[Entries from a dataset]
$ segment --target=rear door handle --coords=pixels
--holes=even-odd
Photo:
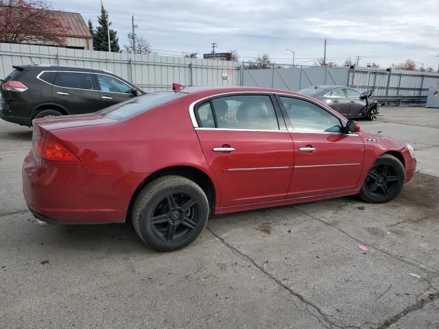
[[[308,146],[306,147],[300,147],[299,151],[300,152],[312,152],[313,151],[316,151],[316,147],[310,147]]]
[[[214,152],[233,152],[235,151],[234,147],[213,147],[212,151]]]

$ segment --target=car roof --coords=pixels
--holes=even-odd
[[[200,95],[202,95],[204,96],[213,96],[215,95],[227,94],[231,93],[269,93],[302,96],[302,94],[294,91],[285,90],[283,89],[272,89],[270,88],[259,87],[185,87],[180,91],[181,93],[185,93],[197,96]]]

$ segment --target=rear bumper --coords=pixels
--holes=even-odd
[[[30,127],[32,125],[32,120],[29,118],[8,115],[5,114],[3,112],[0,112],[0,119],[3,119],[5,121],[18,123],[21,125],[27,125],[27,127]]]
[[[23,164],[23,193],[38,219],[51,223],[123,223],[146,175],[99,174],[80,162],[51,162],[31,151]]]

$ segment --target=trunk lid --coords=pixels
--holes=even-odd
[[[34,120],[33,124],[49,132],[58,129],[108,125],[115,122],[119,121],[114,119],[102,117],[96,113],[90,113],[86,114],[66,115],[36,119]]]

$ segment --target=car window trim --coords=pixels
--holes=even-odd
[[[84,89],[84,88],[82,88],[63,87],[62,86],[58,86],[58,84],[51,84],[50,82],[47,82],[47,81],[43,80],[43,79],[41,79],[40,77],[40,75],[41,75],[45,72],[56,72],[57,75],[58,75],[58,73],[84,73],[84,74],[86,73],[86,74],[94,75],[95,73],[93,73],[92,72],[80,72],[80,71],[55,71],[55,70],[42,71],[36,76],[36,78],[38,80],[42,81],[43,82],[45,83],[45,84],[50,84],[51,86],[53,86],[57,87],[57,88],[62,88],[64,89],[73,89],[73,90],[86,90],[86,91],[97,91],[97,92],[99,91],[97,89]],[[93,87],[95,87],[94,85],[96,84],[96,82],[95,81],[94,79],[93,80]]]
[[[354,98],[351,98],[349,96],[348,96],[348,90],[354,90],[355,93],[357,93],[358,95],[359,95],[359,96],[358,97],[354,97]],[[352,88],[344,88],[344,93],[346,94],[346,97],[349,99],[359,99],[361,94],[361,93],[357,91],[355,89],[353,89]]]
[[[203,127],[200,127],[198,125],[198,122],[197,121],[197,117],[195,116],[195,109],[196,108],[197,106],[199,103],[204,103],[205,101],[207,100],[211,100],[211,99],[215,99],[217,98],[222,98],[222,97],[227,97],[228,95],[233,95],[233,96],[239,96],[239,95],[268,95],[270,96],[270,101],[273,105],[273,108],[274,109],[274,114],[276,114],[276,117],[277,119],[277,122],[278,122],[278,126],[279,127],[278,130],[263,130],[263,129],[241,129],[241,128],[210,128],[210,127],[206,127],[204,128]],[[291,96],[291,95],[289,94],[285,94],[287,95]],[[305,99],[305,98],[304,97],[304,99]],[[192,121],[192,125],[193,126],[194,128],[200,128],[200,129],[203,129],[203,130],[241,130],[241,131],[259,131],[259,132],[286,132],[287,130],[287,127],[286,126],[286,122],[285,120],[285,118],[283,117],[283,114],[282,113],[282,110],[281,109],[281,108],[278,108],[278,111],[276,110],[276,106],[278,106],[278,103],[277,103],[276,101],[277,101],[277,99],[276,99],[275,97],[275,93],[272,93],[272,92],[270,92],[270,91],[233,91],[230,93],[222,93],[220,94],[216,94],[216,95],[211,95],[210,96],[206,96],[205,97],[203,98],[200,98],[200,99],[197,99],[196,101],[193,101],[192,103],[191,103],[191,104],[189,104],[189,117],[191,118],[191,121]],[[212,111],[213,112],[214,112],[214,109],[212,107]],[[282,118],[283,119],[283,121],[281,121],[279,119],[279,115],[282,116]]]
[[[105,74],[105,73],[93,73],[95,75],[95,76],[96,77],[96,83],[97,84],[97,88],[99,88],[99,91],[102,92],[102,93],[111,93],[113,94],[122,94],[122,95],[131,95],[131,94],[128,94],[127,93],[119,93],[118,91],[105,91],[105,90],[101,90],[101,86],[99,84],[99,77],[97,77],[97,75],[106,75],[107,77],[114,77],[115,79],[116,79],[117,80],[120,81],[121,83],[123,83],[123,84],[126,84],[128,87],[130,87],[131,89],[136,89],[136,90],[137,90],[137,88],[133,88],[132,86],[130,86],[130,84],[127,84],[126,82],[125,82],[123,80],[121,80],[120,79],[118,79],[116,77],[114,77],[112,75],[110,75],[109,74]]]
[[[333,97],[332,96],[328,96],[328,95],[331,94],[335,91],[335,90],[342,90],[343,91],[343,93],[344,94],[344,97]],[[334,89],[333,90],[329,91],[328,93],[327,93],[324,96],[323,96],[324,97],[328,97],[328,98],[348,98],[347,97],[347,95],[346,93],[346,88],[337,88],[336,89]]]
[[[301,97],[300,96],[297,97],[297,96],[294,95],[283,94],[283,93],[276,93],[275,95],[276,95],[276,98],[278,98],[278,103],[279,103],[279,106],[281,106],[281,108],[282,110],[282,114],[286,118],[285,119],[285,123],[287,121],[287,119],[288,119],[287,120],[287,121],[288,121],[288,123],[287,123],[287,129],[288,129],[288,131],[290,132],[300,133],[300,134],[337,134],[337,135],[344,135],[344,136],[359,136],[357,134],[348,134],[348,133],[346,133],[346,132],[308,132],[308,131],[306,131],[306,130],[294,130],[294,129],[293,127],[293,125],[292,125],[292,123],[291,122],[291,120],[289,119],[289,117],[288,117],[288,113],[287,112],[287,110],[283,106],[283,103],[282,103],[282,101],[281,100],[281,97],[289,97],[289,98],[298,99],[300,99],[300,100],[311,103],[311,104],[315,105],[318,108],[320,108],[322,110],[323,110],[324,111],[326,111],[329,114],[331,114],[333,117],[336,117],[340,121],[342,127],[344,127],[346,125],[346,123],[347,121],[346,121],[346,119],[344,119],[344,118],[340,117],[339,115],[337,115],[335,113],[333,113],[331,110],[324,108],[320,104],[319,104],[318,103],[316,103],[314,101],[312,101],[311,99],[307,99],[305,97]]]

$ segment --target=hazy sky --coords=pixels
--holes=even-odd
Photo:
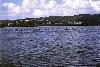
[[[0,0],[0,20],[100,14],[100,0]]]

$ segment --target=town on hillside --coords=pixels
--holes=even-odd
[[[94,26],[100,25],[100,14],[79,14],[74,16],[49,16],[18,20],[0,20],[0,27],[34,26]]]

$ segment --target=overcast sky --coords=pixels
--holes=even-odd
[[[100,0],[0,0],[0,20],[100,14]]]

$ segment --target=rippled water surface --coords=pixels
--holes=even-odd
[[[0,64],[90,66],[100,63],[100,26],[0,28]]]

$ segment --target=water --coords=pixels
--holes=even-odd
[[[7,61],[22,67],[94,67],[100,63],[100,26],[0,28],[0,64]]]

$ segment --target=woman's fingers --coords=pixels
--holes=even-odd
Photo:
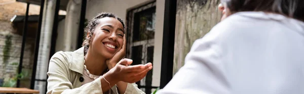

◆ **WRITTEN PROBLEM**: Give the lines from the line with "--target=overcast sky --coords=pixels" through the end of the rows as a Markdown table with the columns No. and Text, numbering each line and skipping blank lines. Leave the pictures out of the table.

◆ **COMPLETE ANSWER**:
| No. | Text |
|---|---|
| 1 | $ segment --target=overcast sky --coords=pixels |
| 2 | --holes=even-odd |
| 3 | [[[100,0],[0,0],[0,20],[100,14]]] |
| 4 | $ segment --target=rippled water surface --coords=pixels |
| 5 | --holes=even-odd |
| 6 | [[[0,64],[90,66],[100,63],[100,26],[0,28]]] |
| 7 | $ segment --target=water --coords=pixels |
| 8 | --holes=even-odd |
| 9 | [[[7,61],[22,67],[94,67],[100,63],[100,26],[0,28],[0,64]]] |
| 10 | $ segment --target=woman's fingers --coords=pixels |
| 11 | --holes=even-odd |
| 12 | Photo: |